==== TEXT
But what do the Scriptures say? And who do we reserve awe for, and who do we revere and regard as our ultimate authority? And how much weight should it carry in our hearts and minds that Jen’s one friend is infertile, or that her other friend is single? At the risk of seeming uncaring, these are irrelevant to the question of motherhood as a high calling.

So also, whether the statement from the other lady at the baby shower was meant to be a slap on the cheek, or whether it was just an uncareful effort at celebrating that the woman for whom the baby shower was being thrown was to be honored and congratulated - this is an important detail. Without answering that question, getting overly offended about the hyperbole itself seems just a tad dramatic.

The point of the baby shower wasn’t for Jen to grandstand, so it's a good thing she didn't crash the party to confront the untruth. Nor either was the point of the baby shower for Jen’s single and infertile friends to feel so inclusively and comprehensively equal to a married and pregnant woman for whom the baby shower was being thrown. The point of baby showers is to celebrate the mother and baby in question, and to come around them and support what is happening and about to happen.
========
— WRITTEN PROBLEM —
Continue the passage on motherhood as a high calling and the baby shower remark, picking up after its final sentence.
==== DATASET EXCERPTS
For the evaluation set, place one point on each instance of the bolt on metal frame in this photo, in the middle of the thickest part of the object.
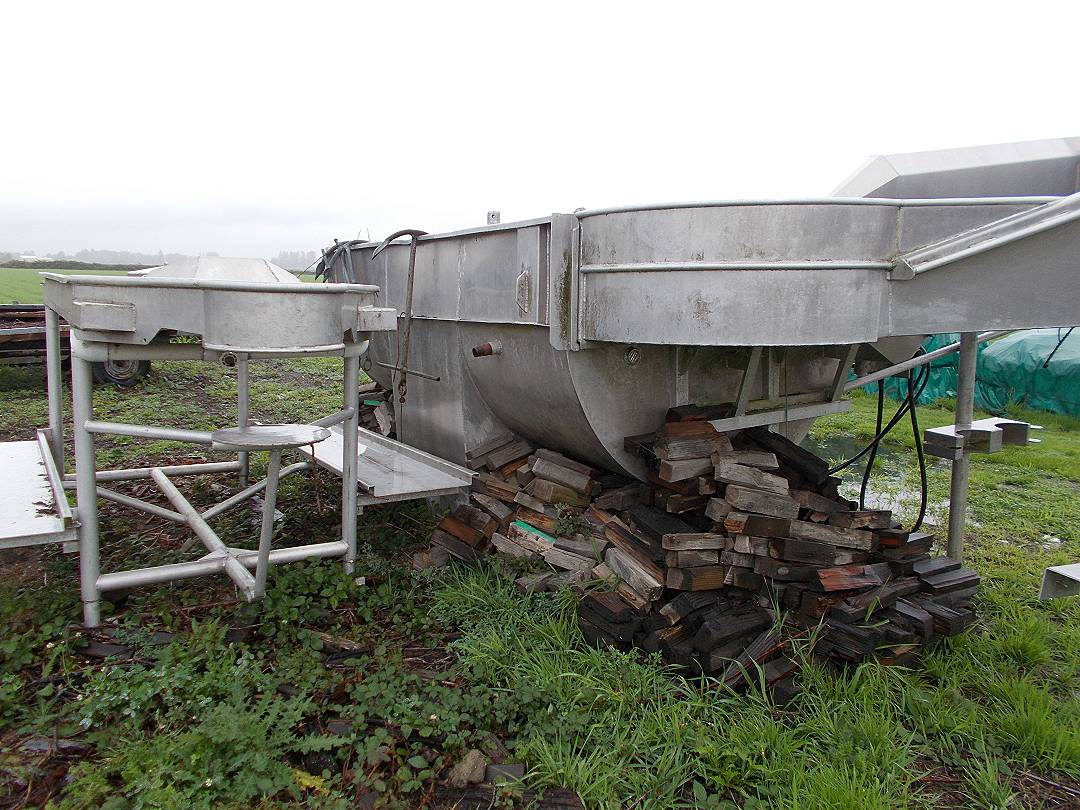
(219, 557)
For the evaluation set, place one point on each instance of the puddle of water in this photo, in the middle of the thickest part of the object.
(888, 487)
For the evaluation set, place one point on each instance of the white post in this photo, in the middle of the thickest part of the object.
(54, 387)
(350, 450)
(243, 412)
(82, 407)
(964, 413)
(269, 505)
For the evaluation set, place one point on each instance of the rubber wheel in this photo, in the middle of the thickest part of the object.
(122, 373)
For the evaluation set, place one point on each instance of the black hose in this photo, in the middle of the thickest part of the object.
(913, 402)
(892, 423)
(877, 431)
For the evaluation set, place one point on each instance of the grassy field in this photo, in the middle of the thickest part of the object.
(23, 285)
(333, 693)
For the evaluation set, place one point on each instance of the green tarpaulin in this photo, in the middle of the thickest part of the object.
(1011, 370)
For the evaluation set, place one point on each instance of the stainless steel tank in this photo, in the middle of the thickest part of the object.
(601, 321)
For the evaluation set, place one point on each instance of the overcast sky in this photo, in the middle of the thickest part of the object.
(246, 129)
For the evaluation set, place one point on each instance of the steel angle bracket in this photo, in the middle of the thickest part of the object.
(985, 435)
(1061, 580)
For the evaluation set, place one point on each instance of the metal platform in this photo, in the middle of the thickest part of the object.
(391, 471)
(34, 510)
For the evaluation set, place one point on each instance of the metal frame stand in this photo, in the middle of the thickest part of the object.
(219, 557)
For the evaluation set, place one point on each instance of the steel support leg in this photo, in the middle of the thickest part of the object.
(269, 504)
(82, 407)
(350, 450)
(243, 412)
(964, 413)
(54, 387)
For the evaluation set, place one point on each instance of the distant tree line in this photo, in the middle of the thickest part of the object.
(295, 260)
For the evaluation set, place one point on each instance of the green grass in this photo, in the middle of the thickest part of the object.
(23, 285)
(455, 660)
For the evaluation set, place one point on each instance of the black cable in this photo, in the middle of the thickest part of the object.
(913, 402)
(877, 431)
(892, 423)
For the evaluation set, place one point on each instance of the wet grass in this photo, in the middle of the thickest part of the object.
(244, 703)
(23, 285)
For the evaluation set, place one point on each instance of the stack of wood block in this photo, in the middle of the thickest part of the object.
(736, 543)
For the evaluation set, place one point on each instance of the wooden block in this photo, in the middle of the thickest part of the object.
========
— ANSWER FOR THE TASK —
But notice something key. Jen Oshman isn't just saying the comment was careless or insensitive. She's introducing an important question in the premise of her blog post which I believe we need to grapple with here. Namely, has the American Church actually made marriage and motherhood into idols? 

Speaking personally, I don’t just dislike the tendency to call “an idol” everything we can’t make a sound argument from the Scriptures against, I hate it. If someone can justify this and prove me wrong from the Scriptures, I am open to that. But in the meantime, I hear more and more references to Christians valuing this, that, or the other thing more than some Christian pastor or author wants them to, or in a way they don’t want them to. And rather than making their case from passages that deal specifically with the point in question, they just throw the behavior, attitude, habit, or assertion they don’t like into a kind of theological junk drawer labeled ‘idolatry,’ then carry on as though that's sufficient.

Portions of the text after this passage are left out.